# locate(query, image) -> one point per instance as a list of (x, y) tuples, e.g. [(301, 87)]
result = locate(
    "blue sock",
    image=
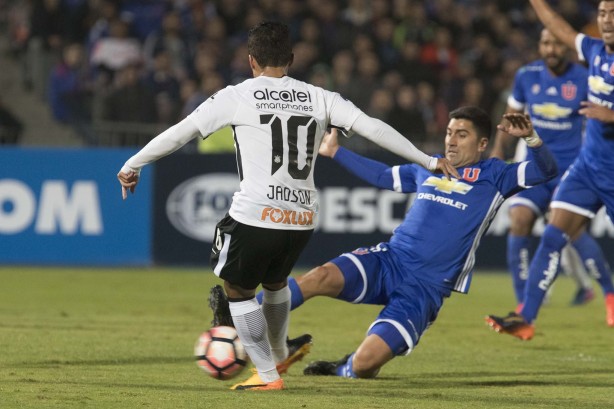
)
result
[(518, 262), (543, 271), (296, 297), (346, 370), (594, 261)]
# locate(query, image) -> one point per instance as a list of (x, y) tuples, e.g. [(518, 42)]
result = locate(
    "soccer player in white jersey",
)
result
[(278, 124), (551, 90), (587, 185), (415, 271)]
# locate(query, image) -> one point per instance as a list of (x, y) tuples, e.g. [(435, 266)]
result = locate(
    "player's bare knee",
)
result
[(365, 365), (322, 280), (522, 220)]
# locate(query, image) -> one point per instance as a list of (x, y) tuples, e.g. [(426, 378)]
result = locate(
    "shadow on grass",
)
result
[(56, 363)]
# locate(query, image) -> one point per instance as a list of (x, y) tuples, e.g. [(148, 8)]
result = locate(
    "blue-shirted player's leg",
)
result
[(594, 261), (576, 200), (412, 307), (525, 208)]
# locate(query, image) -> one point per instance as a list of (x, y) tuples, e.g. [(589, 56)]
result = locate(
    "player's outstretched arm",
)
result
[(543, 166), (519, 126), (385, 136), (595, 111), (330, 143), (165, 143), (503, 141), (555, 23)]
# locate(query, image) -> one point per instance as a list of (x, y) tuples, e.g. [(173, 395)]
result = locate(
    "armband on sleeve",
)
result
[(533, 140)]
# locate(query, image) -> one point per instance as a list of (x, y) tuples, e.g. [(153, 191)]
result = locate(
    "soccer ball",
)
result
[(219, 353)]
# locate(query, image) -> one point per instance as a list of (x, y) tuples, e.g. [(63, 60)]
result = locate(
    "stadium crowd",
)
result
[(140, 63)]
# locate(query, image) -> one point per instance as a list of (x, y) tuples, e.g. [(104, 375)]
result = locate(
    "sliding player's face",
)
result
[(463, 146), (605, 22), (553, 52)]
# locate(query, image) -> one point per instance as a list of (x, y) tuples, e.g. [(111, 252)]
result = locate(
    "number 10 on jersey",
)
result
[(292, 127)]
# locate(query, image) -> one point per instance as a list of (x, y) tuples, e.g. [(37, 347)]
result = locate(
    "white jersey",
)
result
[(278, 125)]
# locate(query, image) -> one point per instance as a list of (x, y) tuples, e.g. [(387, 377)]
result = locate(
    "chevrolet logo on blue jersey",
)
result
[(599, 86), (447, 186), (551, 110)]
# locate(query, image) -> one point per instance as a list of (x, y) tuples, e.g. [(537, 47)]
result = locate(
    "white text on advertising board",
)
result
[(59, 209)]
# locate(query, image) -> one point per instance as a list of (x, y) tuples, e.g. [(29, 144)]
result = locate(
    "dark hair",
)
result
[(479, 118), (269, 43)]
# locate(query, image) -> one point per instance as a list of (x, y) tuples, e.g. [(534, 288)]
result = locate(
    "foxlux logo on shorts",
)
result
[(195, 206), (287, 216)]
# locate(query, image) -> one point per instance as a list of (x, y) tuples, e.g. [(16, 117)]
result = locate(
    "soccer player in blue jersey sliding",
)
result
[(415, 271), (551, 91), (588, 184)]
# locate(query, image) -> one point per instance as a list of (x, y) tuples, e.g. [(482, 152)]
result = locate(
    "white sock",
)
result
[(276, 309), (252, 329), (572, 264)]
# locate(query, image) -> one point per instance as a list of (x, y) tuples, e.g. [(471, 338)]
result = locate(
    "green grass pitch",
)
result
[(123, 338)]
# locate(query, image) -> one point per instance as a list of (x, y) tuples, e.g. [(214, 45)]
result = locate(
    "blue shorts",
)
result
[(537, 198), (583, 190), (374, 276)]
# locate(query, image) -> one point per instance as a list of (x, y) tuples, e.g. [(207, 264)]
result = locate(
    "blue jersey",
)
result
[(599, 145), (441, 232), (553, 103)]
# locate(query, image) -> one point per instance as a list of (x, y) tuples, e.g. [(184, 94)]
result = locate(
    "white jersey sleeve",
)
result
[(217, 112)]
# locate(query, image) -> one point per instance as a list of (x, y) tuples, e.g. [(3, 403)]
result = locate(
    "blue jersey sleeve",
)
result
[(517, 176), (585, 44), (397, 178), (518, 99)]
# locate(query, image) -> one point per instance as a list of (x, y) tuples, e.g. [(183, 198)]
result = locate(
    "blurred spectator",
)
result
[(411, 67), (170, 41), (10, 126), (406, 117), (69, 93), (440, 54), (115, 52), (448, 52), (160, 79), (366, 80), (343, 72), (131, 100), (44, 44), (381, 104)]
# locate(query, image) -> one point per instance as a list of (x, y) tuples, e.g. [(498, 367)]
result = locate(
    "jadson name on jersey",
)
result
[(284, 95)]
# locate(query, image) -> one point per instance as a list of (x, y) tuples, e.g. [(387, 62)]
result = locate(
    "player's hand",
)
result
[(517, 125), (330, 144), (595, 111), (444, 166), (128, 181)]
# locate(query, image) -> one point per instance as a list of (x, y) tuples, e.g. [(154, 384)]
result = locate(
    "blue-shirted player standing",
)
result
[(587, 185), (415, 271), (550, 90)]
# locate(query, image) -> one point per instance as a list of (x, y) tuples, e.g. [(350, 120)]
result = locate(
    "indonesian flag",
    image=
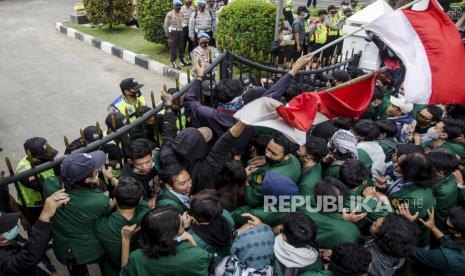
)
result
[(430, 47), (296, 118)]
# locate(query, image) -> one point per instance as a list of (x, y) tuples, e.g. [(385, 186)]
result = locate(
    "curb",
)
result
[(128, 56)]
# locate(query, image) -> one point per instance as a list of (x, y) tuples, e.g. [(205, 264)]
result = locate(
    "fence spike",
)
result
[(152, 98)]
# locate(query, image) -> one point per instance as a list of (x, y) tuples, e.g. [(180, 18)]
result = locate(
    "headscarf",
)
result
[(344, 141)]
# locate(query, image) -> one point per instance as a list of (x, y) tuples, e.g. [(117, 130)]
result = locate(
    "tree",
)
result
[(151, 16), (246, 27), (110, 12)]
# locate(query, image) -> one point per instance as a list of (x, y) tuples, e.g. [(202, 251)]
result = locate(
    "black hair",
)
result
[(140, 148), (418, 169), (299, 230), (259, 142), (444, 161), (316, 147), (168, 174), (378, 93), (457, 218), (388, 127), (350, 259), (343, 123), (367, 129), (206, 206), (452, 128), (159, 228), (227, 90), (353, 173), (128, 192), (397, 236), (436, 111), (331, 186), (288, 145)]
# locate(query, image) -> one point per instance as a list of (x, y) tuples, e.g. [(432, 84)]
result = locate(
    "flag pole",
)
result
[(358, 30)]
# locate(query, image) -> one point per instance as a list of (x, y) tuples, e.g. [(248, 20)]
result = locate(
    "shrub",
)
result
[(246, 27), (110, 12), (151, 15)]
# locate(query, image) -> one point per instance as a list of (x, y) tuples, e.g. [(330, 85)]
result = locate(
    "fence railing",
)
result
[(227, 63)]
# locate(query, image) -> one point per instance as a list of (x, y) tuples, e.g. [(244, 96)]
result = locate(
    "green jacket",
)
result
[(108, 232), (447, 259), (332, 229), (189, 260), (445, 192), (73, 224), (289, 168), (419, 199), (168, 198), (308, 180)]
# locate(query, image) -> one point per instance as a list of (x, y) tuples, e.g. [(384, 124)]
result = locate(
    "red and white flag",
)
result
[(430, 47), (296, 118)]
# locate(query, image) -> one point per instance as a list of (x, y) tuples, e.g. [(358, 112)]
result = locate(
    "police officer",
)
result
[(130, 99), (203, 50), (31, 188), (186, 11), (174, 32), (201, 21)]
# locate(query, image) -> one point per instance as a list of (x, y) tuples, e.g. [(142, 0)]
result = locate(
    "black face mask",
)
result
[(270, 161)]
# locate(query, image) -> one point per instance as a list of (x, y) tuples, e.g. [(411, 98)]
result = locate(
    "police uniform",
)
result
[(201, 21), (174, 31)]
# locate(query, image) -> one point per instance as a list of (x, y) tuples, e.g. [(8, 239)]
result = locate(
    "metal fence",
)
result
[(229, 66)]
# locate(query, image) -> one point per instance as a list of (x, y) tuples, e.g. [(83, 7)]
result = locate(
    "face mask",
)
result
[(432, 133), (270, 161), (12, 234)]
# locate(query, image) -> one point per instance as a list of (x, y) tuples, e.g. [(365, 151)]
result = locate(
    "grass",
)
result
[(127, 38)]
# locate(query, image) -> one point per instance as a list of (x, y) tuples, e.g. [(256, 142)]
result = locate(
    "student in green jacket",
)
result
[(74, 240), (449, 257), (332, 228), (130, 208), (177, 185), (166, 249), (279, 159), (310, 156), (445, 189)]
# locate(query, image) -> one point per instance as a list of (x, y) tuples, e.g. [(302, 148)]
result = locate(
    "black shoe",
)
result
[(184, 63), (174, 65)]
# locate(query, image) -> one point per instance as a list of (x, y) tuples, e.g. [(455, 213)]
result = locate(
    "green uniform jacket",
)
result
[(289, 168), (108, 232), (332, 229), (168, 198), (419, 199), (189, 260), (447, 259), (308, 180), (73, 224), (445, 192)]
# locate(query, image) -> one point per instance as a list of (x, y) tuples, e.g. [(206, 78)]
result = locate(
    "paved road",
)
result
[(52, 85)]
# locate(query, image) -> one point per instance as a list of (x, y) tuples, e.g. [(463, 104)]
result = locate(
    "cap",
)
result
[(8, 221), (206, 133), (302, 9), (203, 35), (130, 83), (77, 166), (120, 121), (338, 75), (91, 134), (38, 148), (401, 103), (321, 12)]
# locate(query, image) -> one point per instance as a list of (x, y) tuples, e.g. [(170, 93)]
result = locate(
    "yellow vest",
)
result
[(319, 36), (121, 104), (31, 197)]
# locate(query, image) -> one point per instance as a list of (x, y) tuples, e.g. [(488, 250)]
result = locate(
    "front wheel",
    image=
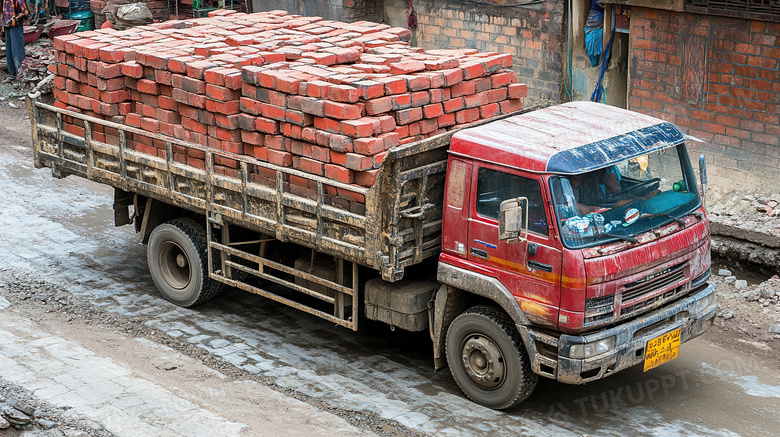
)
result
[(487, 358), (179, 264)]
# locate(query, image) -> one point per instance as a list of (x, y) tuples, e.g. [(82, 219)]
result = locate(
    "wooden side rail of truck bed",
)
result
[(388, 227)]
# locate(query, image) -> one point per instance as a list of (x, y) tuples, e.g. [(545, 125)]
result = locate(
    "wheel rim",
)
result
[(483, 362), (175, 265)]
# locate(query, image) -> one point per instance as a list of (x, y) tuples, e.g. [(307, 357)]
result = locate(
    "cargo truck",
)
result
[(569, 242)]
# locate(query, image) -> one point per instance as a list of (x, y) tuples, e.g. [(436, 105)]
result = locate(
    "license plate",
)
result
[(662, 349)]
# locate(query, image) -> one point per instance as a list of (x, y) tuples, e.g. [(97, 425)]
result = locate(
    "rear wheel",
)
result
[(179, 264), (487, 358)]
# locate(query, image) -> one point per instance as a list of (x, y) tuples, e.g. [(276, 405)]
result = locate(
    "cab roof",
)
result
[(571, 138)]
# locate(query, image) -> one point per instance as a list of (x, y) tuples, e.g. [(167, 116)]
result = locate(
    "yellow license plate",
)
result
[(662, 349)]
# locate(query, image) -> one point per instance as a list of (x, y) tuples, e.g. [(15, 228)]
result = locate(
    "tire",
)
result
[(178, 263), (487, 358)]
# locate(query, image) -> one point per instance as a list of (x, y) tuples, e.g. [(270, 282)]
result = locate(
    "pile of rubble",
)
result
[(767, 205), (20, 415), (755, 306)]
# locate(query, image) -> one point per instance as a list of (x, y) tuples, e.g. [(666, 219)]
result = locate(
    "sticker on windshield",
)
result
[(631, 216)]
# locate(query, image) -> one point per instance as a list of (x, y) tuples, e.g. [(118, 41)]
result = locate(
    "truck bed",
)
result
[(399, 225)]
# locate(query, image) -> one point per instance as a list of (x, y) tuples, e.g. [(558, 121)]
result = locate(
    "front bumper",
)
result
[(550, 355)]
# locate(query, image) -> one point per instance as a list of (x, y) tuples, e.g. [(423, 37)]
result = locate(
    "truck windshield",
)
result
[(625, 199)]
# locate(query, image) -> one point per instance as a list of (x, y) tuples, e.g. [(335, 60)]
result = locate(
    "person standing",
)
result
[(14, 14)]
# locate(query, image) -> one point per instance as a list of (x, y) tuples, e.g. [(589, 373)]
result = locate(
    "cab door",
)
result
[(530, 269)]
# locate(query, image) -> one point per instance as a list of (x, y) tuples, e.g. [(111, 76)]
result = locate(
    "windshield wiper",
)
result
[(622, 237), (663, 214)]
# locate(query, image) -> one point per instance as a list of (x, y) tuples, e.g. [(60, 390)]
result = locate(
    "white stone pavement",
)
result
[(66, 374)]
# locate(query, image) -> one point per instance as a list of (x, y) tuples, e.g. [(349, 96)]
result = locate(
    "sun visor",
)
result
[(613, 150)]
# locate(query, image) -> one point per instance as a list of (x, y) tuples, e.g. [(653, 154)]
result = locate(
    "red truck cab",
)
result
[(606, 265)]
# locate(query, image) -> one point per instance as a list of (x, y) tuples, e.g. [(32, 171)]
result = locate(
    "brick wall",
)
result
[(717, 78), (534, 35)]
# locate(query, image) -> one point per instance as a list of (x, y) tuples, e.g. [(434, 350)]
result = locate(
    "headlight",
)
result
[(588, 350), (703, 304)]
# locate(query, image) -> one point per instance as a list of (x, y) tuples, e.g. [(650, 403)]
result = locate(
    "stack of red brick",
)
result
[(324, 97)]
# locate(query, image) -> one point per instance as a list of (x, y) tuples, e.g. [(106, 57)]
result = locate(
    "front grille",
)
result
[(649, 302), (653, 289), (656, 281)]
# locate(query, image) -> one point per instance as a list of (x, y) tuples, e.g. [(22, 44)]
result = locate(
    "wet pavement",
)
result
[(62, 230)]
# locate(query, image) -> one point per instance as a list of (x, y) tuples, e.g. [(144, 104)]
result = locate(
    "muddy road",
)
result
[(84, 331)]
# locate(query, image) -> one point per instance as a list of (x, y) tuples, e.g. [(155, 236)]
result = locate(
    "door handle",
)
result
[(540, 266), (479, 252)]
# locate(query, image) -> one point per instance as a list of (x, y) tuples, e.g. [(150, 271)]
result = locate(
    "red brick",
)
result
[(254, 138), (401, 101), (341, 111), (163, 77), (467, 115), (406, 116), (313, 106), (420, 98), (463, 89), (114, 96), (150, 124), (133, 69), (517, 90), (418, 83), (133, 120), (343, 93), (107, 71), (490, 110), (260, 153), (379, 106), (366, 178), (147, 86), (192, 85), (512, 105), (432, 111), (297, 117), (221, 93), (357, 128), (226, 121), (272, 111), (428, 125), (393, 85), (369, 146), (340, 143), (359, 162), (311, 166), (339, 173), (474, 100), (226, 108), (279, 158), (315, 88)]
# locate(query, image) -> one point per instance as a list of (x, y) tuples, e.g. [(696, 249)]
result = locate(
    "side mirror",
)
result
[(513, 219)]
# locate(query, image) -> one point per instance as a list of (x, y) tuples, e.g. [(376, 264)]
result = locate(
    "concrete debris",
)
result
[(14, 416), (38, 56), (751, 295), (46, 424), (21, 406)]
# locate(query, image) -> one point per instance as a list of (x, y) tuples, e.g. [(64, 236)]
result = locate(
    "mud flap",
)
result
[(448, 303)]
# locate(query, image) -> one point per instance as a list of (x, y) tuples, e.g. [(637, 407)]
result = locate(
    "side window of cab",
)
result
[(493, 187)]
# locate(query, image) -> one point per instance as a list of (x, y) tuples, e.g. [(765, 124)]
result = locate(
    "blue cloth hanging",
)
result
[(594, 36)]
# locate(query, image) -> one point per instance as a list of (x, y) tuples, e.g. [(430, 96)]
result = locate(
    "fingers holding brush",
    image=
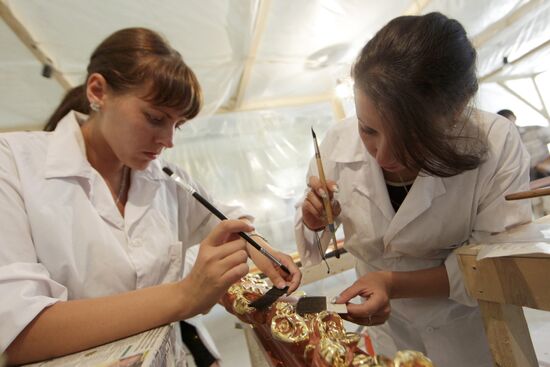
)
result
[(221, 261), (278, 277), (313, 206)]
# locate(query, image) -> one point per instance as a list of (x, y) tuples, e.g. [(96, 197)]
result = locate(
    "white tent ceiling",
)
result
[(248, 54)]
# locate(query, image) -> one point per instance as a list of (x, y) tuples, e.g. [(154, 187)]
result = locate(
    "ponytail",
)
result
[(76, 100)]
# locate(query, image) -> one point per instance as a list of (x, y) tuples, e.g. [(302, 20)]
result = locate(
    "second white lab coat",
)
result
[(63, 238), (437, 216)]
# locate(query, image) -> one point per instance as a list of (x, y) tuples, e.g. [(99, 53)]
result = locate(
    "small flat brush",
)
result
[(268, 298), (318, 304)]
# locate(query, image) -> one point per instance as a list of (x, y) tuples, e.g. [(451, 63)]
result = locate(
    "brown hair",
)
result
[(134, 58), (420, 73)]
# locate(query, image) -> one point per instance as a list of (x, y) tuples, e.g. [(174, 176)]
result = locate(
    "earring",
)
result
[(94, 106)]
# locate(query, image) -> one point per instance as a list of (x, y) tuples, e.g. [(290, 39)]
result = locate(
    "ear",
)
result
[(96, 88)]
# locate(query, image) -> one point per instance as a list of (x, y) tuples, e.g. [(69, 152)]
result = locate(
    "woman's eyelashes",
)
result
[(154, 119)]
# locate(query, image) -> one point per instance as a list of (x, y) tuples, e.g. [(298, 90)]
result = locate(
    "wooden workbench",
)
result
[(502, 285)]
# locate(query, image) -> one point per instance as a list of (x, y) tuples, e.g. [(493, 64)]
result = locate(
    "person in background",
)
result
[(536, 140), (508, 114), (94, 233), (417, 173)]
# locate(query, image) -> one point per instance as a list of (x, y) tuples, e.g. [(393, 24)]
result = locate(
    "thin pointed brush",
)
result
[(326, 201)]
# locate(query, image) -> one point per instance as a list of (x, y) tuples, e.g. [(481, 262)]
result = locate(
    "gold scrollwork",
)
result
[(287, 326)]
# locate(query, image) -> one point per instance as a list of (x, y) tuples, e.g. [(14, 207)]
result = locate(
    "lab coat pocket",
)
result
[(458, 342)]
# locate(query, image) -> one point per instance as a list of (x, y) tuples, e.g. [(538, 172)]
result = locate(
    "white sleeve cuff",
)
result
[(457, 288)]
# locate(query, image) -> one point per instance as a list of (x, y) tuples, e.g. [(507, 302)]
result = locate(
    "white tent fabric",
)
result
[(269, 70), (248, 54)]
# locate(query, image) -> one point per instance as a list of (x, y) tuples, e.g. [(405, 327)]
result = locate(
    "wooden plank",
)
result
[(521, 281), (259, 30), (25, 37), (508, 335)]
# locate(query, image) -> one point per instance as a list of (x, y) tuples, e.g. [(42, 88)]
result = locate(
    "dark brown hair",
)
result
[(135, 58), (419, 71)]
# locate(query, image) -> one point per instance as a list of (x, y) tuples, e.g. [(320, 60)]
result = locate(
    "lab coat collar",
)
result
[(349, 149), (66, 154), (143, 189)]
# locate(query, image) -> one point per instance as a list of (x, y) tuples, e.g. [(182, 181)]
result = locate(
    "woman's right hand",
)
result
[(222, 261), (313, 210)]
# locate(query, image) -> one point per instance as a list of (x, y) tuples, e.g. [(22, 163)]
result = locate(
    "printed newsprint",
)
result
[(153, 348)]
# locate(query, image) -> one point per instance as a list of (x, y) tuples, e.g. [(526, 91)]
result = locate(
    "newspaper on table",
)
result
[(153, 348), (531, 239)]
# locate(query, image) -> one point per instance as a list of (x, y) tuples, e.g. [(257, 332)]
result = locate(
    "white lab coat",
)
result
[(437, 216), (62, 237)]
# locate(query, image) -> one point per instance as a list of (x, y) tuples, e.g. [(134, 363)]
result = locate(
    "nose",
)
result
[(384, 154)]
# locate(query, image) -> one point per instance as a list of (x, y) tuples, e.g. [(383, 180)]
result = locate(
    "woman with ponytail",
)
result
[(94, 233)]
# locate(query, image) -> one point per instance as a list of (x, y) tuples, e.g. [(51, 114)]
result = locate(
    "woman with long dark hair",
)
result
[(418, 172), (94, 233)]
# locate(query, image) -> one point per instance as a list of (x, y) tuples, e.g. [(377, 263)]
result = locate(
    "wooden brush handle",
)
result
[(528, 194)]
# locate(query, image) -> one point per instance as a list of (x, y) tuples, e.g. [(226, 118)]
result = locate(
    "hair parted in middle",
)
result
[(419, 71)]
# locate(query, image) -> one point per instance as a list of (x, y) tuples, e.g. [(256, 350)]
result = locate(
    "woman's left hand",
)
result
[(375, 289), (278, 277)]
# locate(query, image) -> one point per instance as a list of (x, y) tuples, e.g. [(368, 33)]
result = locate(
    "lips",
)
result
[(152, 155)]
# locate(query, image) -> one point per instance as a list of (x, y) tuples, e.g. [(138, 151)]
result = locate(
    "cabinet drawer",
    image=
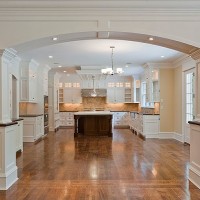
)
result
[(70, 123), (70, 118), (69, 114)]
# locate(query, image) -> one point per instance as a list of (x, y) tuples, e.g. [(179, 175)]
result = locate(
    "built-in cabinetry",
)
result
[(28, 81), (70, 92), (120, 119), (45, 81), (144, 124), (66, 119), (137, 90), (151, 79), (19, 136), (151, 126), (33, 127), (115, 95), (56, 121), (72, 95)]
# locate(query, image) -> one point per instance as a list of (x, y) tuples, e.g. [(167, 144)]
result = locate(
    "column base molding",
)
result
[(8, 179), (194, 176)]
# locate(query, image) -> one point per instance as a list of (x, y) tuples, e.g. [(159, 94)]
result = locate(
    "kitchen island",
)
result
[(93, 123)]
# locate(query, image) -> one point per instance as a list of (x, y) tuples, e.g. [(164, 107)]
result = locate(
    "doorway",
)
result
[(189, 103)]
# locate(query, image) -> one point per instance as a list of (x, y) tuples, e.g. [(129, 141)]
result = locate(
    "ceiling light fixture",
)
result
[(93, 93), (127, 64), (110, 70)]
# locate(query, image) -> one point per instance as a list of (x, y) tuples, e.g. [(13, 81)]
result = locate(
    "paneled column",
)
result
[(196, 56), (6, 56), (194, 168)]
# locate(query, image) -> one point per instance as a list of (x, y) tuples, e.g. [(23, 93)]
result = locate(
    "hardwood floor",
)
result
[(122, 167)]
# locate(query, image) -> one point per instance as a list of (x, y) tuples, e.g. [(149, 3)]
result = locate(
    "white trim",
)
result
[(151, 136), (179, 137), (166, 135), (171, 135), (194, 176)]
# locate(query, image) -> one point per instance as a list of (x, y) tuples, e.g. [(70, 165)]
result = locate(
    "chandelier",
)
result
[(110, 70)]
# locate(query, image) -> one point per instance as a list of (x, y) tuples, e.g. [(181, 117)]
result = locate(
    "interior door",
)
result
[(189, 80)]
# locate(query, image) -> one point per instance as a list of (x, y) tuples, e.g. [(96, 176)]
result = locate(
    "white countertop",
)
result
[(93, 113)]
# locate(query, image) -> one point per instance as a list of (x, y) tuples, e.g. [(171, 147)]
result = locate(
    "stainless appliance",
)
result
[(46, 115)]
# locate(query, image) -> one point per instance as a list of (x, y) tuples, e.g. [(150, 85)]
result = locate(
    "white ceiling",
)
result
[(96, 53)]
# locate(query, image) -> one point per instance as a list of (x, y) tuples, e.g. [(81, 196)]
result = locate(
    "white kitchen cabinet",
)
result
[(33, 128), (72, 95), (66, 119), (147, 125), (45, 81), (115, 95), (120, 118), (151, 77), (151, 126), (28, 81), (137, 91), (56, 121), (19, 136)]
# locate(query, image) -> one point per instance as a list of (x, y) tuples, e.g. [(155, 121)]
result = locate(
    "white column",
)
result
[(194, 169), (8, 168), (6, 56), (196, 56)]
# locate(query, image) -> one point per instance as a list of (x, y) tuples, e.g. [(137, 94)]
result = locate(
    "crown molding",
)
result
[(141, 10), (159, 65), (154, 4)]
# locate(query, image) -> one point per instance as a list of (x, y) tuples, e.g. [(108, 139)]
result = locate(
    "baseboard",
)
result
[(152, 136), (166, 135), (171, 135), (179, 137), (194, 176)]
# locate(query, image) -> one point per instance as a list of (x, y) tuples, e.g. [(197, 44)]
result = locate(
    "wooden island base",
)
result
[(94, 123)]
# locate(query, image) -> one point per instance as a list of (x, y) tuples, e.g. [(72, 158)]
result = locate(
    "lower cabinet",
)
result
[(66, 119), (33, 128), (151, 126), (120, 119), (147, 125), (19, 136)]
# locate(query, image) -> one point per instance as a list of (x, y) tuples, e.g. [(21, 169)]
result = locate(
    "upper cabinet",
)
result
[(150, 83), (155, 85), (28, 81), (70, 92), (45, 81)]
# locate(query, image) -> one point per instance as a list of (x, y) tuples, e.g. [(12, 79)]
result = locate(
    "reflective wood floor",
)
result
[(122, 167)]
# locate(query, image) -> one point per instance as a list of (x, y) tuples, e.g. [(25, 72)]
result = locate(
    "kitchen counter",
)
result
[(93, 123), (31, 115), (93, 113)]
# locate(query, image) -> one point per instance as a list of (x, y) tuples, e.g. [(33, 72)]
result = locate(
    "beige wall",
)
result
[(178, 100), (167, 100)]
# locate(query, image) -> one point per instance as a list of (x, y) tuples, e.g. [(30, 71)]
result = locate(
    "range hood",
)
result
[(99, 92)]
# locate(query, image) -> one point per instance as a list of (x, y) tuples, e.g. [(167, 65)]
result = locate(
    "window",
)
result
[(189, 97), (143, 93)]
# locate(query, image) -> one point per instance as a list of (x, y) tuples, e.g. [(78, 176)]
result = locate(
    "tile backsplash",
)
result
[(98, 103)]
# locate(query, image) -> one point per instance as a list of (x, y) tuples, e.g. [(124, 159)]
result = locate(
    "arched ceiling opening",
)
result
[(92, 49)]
● ● ●
◆ Written instruction:
Repeat only what runs from the line holding "e.g. [(72, 158)]" to the end of the data, keeping every line exactly as written, first and last included.

◆ Worked solution:
# locate(query, image) -> one point per instance as a list of (x, y) tuples, e.g. [(72, 158)]
result = locate(
    "lower cabinet",
)
result
[(66, 119), (33, 128), (151, 126), (120, 119), (147, 125), (19, 136)]
# locate(query, image) -> one point per instance as a list of (x, y) tuples, e.g. [(21, 169)]
result = locate(
    "upper cabinet",
)
result
[(150, 83), (155, 85), (28, 81), (70, 92), (45, 81)]
# locate(query, image) -> one point per instance as a list of (x, y) tuples, e.g. [(12, 79)]
result = locate(
    "reflective wood floor",
)
result
[(122, 167)]
# locate(query, image) -> one point per instance as a list of (x, y) tuples, e.g. [(25, 72)]
result = locate(
    "kitchen counter",
)
result
[(93, 123), (31, 115), (93, 113)]
# locate(query, image) -> one point per instance as a list of (x, y) tuples, e.g. [(33, 72)]
result = locate(
    "beige wall",
)
result
[(178, 100), (167, 100)]
# locate(query, image) -> one point per instance as a list of (x, y) tuples, e.g. [(30, 71)]
result = locate(
    "range hood",
)
result
[(99, 92)]
# locate(query, image) -> one point per instance as a list of (x, y) tuples, e.g. [(167, 65)]
result = locate(
    "window",
)
result
[(189, 97), (143, 93)]
# locate(query, image) -> one point per instance as a list of (x, y) tuples, e.g. [(78, 176)]
result = locate(
    "tile backsplash",
)
result
[(98, 103)]
# locate(query, image) -> one point per instance as a list of (x, y) tuples, e.g. [(124, 159)]
result = locate(
    "arched ceiling opening",
)
result
[(92, 49)]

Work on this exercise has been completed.